Data extract.
□ □ □ □
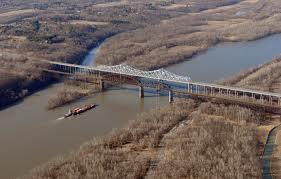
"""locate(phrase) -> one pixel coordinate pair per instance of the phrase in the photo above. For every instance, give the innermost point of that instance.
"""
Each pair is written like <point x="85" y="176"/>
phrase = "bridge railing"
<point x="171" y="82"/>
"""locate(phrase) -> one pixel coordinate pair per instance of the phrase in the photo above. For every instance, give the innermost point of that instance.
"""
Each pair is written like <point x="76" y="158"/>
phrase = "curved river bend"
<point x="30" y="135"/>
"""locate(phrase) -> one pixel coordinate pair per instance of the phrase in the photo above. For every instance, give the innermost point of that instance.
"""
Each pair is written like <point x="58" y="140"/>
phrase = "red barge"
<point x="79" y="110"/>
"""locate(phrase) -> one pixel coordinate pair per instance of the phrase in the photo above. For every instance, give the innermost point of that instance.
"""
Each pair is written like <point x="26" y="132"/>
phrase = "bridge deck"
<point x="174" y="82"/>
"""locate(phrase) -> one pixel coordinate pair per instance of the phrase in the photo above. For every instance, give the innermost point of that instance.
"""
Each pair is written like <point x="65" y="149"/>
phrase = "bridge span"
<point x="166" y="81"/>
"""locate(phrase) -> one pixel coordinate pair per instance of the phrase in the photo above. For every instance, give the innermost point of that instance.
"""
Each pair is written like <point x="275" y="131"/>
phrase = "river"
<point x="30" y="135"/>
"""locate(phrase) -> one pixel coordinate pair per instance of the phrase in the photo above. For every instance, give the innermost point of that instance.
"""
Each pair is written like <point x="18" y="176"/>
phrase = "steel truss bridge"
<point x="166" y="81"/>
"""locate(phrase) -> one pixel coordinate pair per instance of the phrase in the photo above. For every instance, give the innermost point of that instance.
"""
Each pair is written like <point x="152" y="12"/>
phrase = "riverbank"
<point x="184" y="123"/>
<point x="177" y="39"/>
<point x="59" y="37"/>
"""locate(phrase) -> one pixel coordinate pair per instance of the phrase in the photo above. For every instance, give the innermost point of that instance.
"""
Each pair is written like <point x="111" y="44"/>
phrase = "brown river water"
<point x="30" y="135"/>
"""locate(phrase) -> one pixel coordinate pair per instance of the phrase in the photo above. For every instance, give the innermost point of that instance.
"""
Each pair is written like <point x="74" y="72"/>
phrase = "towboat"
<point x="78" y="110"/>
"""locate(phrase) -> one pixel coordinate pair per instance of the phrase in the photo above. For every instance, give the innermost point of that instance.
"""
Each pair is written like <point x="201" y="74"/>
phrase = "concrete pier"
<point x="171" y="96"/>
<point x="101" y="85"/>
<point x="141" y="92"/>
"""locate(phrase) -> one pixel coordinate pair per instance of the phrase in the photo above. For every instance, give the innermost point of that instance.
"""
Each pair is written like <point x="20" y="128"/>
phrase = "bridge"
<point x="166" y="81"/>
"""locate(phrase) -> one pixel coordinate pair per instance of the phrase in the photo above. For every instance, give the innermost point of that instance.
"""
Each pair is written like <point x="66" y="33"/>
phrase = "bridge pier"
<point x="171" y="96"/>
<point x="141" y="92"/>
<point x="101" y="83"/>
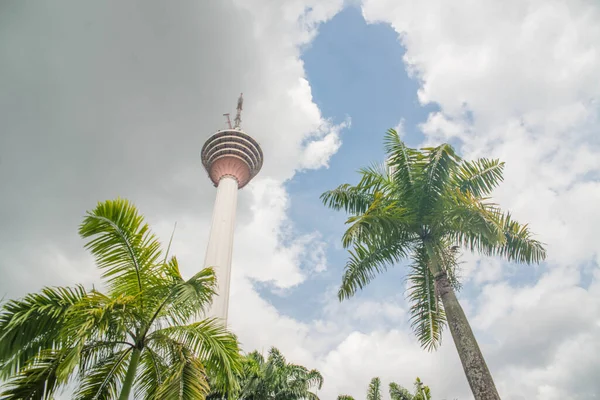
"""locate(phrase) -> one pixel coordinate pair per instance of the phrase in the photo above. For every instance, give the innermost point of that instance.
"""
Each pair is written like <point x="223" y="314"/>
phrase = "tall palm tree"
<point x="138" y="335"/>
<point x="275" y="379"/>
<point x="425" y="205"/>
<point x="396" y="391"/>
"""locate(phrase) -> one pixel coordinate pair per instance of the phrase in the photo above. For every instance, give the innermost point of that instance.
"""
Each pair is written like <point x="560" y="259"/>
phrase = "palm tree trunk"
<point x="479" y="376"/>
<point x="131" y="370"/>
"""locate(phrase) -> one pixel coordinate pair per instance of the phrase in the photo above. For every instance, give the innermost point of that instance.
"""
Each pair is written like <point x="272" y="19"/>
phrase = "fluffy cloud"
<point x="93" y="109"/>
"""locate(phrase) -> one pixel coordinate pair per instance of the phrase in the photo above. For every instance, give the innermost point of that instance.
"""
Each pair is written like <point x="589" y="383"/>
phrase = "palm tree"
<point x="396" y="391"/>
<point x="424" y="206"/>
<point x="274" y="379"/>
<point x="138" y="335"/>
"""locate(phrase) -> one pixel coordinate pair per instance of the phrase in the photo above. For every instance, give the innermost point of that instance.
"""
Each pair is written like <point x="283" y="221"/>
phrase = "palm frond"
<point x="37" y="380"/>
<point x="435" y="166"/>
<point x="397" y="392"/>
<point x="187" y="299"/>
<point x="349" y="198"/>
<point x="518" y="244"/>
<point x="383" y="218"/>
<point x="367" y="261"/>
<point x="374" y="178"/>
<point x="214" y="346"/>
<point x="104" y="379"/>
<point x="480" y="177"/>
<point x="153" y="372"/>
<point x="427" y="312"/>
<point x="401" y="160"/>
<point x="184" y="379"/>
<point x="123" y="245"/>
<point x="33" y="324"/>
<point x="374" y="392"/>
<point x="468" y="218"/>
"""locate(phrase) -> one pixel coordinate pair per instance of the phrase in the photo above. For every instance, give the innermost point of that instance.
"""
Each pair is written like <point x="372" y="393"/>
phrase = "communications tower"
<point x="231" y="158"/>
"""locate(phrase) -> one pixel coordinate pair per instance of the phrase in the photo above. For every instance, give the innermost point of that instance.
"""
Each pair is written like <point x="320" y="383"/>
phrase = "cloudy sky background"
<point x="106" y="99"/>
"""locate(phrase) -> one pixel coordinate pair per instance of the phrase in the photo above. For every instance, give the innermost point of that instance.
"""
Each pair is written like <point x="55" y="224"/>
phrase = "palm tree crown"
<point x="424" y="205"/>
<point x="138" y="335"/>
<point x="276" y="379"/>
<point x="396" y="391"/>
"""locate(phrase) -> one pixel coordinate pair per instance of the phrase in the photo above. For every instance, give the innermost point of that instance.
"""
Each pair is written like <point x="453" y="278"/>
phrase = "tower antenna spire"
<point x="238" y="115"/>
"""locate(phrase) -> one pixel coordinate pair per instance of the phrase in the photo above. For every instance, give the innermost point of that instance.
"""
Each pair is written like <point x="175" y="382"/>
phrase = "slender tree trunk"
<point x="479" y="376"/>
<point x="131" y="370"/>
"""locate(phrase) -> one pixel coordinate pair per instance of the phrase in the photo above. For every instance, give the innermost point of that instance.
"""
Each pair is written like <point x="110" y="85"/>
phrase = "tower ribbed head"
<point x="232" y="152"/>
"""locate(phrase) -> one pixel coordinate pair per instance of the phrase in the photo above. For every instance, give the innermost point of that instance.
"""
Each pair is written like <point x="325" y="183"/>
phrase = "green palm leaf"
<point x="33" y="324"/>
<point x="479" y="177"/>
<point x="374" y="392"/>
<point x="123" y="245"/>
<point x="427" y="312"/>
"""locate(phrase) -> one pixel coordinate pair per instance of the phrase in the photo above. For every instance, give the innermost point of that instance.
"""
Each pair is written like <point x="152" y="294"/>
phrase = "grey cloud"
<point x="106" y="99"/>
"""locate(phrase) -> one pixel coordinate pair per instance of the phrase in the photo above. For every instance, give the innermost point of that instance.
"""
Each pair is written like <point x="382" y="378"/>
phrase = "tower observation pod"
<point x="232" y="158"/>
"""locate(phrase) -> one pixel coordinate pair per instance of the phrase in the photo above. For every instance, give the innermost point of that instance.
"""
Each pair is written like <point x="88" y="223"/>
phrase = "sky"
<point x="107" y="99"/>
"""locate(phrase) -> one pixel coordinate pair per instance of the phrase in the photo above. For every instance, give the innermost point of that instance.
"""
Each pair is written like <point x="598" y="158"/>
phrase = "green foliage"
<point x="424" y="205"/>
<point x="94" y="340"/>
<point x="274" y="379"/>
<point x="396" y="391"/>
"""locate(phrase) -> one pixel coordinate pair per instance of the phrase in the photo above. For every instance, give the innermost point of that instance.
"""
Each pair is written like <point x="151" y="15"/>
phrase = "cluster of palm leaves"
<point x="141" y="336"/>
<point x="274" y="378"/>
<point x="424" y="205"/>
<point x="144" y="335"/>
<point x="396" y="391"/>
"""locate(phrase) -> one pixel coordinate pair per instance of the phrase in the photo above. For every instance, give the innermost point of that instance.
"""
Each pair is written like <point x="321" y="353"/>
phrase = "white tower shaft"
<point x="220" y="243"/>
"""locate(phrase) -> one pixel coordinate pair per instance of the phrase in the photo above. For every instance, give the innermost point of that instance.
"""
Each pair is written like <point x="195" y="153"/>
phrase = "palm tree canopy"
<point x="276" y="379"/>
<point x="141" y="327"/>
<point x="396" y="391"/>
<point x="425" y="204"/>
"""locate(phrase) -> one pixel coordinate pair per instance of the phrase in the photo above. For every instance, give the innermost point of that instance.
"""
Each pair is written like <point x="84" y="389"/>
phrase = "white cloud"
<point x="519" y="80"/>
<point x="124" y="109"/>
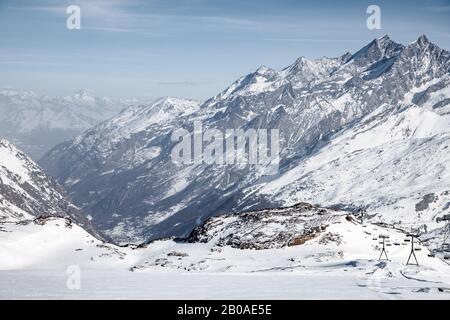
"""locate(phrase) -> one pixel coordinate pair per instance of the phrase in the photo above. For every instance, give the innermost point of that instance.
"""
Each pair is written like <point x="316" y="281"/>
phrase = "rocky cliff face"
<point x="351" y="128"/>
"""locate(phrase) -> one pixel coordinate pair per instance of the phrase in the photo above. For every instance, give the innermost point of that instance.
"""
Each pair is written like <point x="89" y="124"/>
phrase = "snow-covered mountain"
□ □ □ □
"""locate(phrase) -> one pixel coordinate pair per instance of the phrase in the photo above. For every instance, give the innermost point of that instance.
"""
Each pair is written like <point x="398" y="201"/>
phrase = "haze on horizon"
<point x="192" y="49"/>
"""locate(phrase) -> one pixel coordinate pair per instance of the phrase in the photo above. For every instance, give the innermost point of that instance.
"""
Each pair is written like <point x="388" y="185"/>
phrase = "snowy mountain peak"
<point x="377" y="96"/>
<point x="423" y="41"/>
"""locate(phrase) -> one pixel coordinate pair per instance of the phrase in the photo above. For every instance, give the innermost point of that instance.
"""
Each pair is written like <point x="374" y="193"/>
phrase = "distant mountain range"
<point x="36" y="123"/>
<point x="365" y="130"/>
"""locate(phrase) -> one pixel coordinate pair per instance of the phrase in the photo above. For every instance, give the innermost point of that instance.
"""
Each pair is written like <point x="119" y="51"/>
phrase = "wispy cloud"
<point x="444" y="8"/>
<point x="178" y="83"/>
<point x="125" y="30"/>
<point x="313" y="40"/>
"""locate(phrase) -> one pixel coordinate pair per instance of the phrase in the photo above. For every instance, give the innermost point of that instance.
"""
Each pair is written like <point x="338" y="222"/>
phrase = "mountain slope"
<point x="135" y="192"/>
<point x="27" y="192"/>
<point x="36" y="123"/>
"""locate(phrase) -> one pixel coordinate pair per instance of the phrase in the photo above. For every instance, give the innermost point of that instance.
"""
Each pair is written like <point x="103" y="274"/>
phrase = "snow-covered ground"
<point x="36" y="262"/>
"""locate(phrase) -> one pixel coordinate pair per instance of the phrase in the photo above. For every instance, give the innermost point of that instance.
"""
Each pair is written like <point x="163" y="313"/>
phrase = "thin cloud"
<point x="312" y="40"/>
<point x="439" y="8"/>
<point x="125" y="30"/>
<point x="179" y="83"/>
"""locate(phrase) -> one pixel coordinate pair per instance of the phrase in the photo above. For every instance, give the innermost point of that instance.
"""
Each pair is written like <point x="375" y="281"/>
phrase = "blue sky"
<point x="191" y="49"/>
□ □ □ □
Pull out every line in the material above that contains the word "tower". Case counts.

phrase = "communications tower"
phrase = "tower antenna spire"
phrase = "tower ribbed head"
phrase = "tower observation pod"
phrase = "white tower shaft"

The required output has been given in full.